To do ->
A word-for-word copy of the entries is the only acceptable reply.

Information provided ->
******************************

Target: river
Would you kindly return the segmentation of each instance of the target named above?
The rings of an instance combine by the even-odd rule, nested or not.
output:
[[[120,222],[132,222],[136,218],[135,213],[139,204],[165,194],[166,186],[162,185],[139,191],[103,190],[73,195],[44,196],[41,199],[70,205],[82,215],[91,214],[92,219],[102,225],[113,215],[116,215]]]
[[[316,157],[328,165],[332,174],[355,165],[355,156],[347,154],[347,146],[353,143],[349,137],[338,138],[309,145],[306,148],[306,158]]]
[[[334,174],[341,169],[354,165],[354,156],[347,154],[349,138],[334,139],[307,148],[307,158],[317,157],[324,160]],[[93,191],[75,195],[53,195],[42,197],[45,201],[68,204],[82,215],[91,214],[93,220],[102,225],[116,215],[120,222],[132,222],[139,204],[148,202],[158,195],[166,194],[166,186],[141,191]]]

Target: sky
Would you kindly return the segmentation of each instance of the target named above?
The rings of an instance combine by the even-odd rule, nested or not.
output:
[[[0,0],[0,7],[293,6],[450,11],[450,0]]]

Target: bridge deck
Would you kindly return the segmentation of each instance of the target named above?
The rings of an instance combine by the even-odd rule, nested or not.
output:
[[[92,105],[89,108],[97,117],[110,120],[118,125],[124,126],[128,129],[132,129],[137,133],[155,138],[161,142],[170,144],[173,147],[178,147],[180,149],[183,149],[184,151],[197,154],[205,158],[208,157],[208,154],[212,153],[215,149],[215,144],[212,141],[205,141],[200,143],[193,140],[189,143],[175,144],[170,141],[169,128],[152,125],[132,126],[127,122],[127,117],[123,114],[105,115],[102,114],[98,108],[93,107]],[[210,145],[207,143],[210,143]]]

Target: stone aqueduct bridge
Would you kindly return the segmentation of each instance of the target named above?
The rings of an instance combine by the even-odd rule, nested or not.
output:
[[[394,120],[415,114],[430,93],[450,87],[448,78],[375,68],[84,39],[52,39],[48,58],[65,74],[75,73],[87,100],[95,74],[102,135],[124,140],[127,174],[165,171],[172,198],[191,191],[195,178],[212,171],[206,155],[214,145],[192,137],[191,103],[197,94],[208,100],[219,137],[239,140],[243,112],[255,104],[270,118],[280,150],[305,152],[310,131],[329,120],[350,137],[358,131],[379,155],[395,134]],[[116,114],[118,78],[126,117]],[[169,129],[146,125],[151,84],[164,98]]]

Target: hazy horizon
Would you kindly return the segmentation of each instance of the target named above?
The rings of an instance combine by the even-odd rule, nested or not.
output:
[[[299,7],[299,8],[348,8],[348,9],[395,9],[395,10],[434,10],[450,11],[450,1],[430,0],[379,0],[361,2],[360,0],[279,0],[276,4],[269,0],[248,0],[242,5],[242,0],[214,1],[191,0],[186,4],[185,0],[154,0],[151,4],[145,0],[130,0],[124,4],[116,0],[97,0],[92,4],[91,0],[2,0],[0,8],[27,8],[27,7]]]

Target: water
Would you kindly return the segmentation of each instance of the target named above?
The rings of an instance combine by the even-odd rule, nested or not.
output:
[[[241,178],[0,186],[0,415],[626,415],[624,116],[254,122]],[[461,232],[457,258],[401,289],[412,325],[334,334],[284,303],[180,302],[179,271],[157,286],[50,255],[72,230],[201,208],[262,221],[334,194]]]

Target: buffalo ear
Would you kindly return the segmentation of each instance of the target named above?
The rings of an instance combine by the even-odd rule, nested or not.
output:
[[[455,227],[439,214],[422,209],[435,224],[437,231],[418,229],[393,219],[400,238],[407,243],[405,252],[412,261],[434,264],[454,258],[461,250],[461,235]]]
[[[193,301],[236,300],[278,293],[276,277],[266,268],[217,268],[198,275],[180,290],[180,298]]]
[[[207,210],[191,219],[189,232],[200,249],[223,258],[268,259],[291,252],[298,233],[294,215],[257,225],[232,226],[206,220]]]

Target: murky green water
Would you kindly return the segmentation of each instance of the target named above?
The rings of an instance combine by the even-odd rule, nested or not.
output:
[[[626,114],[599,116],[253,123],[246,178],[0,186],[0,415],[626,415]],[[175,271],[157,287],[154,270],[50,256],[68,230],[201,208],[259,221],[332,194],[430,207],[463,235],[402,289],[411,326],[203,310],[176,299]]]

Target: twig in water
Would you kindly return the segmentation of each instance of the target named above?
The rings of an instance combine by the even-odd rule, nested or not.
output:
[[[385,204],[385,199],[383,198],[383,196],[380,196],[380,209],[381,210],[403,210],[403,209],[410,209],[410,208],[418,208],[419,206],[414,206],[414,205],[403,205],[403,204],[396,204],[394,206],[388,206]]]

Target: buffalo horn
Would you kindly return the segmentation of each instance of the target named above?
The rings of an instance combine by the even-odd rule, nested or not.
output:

******************************

Reply ->
Target: river
Would you kindly return the segmentation of each instance of the target named above?
The rings of an instance combine by the even-odd rule, nested or not.
output:
[[[120,222],[132,222],[136,218],[135,213],[139,204],[165,194],[166,186],[162,185],[139,191],[103,190],[73,195],[44,196],[41,199],[70,205],[82,215],[91,214],[92,219],[102,225],[113,215],[116,215]]]
[[[316,157],[328,165],[332,174],[355,165],[355,156],[347,154],[347,146],[353,143],[349,137],[338,138],[309,145],[306,148],[306,158]]]
[[[334,174],[341,169],[354,165],[354,156],[347,154],[349,138],[334,139],[307,148],[307,158],[317,157],[324,160]],[[93,191],[75,195],[53,195],[42,197],[45,201],[68,204],[82,215],[91,214],[93,220],[102,225],[116,215],[120,222],[132,222],[139,204],[148,202],[158,195],[166,194],[166,186],[141,191]]]

Target: sky
Would you kindly return the segmentation of each instance of the target named above?
The rings of an instance combine by the even-odd rule, nested or not.
output:
[[[0,0],[0,7],[293,6],[450,11],[450,0]]]

Target: bridge deck
Would you kindly return the segmentation of each instance of the target named above?
The rings of an instance combine by the even-odd rule, nested or not.
output:
[[[92,105],[89,108],[97,117],[110,120],[118,125],[124,126],[128,129],[132,129],[137,133],[155,138],[161,142],[170,144],[173,147],[178,147],[180,149],[183,149],[184,151],[197,154],[205,158],[208,157],[208,154],[212,153],[215,149],[215,144],[212,141],[205,141],[200,143],[193,140],[189,143],[175,144],[170,141],[169,128],[152,125],[132,126],[127,122],[127,117],[123,114],[105,115],[102,114],[98,108],[93,107]],[[210,145],[207,143],[210,143]]]

Target: stone aqueduct bridge
Would you kindly return the segmentation of each instance of the target named above?
The rings of an instance combine by the even-odd rule, nested or not.
output:
[[[394,120],[415,114],[430,93],[450,87],[448,78],[375,68],[84,39],[52,39],[48,58],[65,74],[75,73],[87,100],[95,74],[102,135],[124,140],[127,174],[165,171],[172,198],[191,191],[195,178],[212,171],[206,155],[214,145],[192,137],[191,103],[197,94],[208,100],[219,137],[239,140],[243,112],[255,104],[270,118],[280,150],[305,152],[310,131],[329,120],[350,137],[358,131],[379,155],[395,134]],[[116,114],[118,78],[126,117]],[[169,129],[146,125],[151,84],[164,98]]]

Target: hazy horizon
Would you kindly return the segmentation of each instance of the target named above?
The rings of an instance combine by the even-odd rule, nested or not.
output:
[[[299,7],[299,8],[348,8],[348,9],[395,9],[395,10],[434,10],[450,11],[450,1],[430,0],[379,0],[361,2],[360,0],[279,0],[276,4],[269,0],[248,0],[242,5],[242,0],[214,1],[191,0],[186,4],[185,0],[154,0],[151,4],[145,0],[130,0],[124,4],[116,0],[97,0],[92,4],[91,0],[2,0],[0,8],[27,8],[27,7]]]

Target: water
Would you kindly return the segmentation of each instance of the target named above?
The rings of an instance combine by the even-odd rule, nested or not.
output:
[[[241,178],[0,186],[0,415],[626,415],[624,116],[254,122]],[[461,232],[457,258],[401,289],[412,325],[334,334],[284,303],[180,302],[179,271],[157,286],[50,255],[72,230],[201,208],[262,221],[334,194]]]

Target: buffalo ear
Would you kindly return the segmentation of each instance of the target named above?
The rings of an instance combine by the even-odd rule, nested or not.
output:
[[[455,227],[439,214],[422,209],[435,224],[437,231],[418,229],[393,219],[400,238],[407,243],[405,252],[412,261],[434,264],[454,258],[461,250],[461,235]]]
[[[193,301],[236,300],[278,293],[276,277],[266,268],[217,268],[198,275],[180,290],[180,298]]]
[[[207,210],[191,219],[189,232],[200,249],[223,258],[268,259],[291,252],[298,233],[294,215],[257,225],[232,226],[206,220]]]

Target: murky green water
Would you kindly return the segmentation of each instance of the target named above?
The rings of an instance combine by the even-odd rule, nested or not.
output:
[[[626,114],[599,116],[253,123],[246,178],[0,186],[0,415],[626,415]],[[175,271],[157,287],[154,270],[50,256],[68,230],[201,208],[259,221],[332,194],[430,207],[463,235],[402,289],[411,326],[203,310],[176,299]]]

Target: twig in water
Would you kindly return the segmentation of each instance of the target named above?
The rings of an instance combine by the even-odd rule, nested or not.
output:
[[[385,204],[385,199],[383,198],[383,196],[380,196],[380,209],[381,210],[403,210],[403,209],[410,209],[410,208],[418,208],[419,206],[414,206],[414,205],[403,205],[403,204],[396,204],[394,206],[388,206]]]

Target: buffalo horn
Would you kindly return the segmentation of each instance of the target named above?
The rings of an instance combine by the even-odd rule, nested or not.
output:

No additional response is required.